## Task
Return the lines of the material word for word, starting at the line that contains "drawn like (164,20)." and continuing through the end of the material.

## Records
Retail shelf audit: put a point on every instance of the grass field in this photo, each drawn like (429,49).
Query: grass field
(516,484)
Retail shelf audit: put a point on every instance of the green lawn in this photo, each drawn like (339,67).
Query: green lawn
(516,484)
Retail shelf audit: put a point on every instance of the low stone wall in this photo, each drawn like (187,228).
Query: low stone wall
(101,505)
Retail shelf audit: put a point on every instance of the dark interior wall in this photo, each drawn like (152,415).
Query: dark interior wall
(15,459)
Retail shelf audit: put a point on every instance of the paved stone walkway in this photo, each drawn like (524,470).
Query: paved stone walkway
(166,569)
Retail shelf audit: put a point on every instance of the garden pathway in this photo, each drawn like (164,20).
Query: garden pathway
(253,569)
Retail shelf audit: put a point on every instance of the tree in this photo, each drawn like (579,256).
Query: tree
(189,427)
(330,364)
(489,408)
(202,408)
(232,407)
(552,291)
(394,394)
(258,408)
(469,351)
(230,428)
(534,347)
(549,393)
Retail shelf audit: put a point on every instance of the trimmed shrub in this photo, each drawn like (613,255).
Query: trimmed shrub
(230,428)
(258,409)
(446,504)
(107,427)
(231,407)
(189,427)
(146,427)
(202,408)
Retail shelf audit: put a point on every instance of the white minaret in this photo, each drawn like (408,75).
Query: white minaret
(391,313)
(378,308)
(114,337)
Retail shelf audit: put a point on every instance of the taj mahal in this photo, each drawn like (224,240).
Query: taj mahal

## Finished task
Retail shelf audit: put a point on every instance of the garden pathway in this photo, each drawn like (164,20).
Query: garden pathway
(253,569)
Retail shelf audit: put a point on every instance of the tree in this photo, each drawn like (579,256).
Query: tree
(189,427)
(330,364)
(489,408)
(202,408)
(232,407)
(552,291)
(394,394)
(258,408)
(469,351)
(230,428)
(534,347)
(549,393)
Retail shelf audit: put a point on every instance of the trimmed shrub in this photo, each drawn like (613,255).
Query: trimmed shrub
(230,428)
(258,409)
(446,504)
(107,427)
(231,407)
(189,427)
(146,427)
(202,408)
Retail shelf audit: put a point on every instance of the white minaret in this photo, each drawn like (408,75).
Query: white minaret
(391,313)
(378,308)
(114,337)
Retail shelf audit: put a point on every instance of the taj mahal in this photo, each drawn like (224,240).
Query: taj mahal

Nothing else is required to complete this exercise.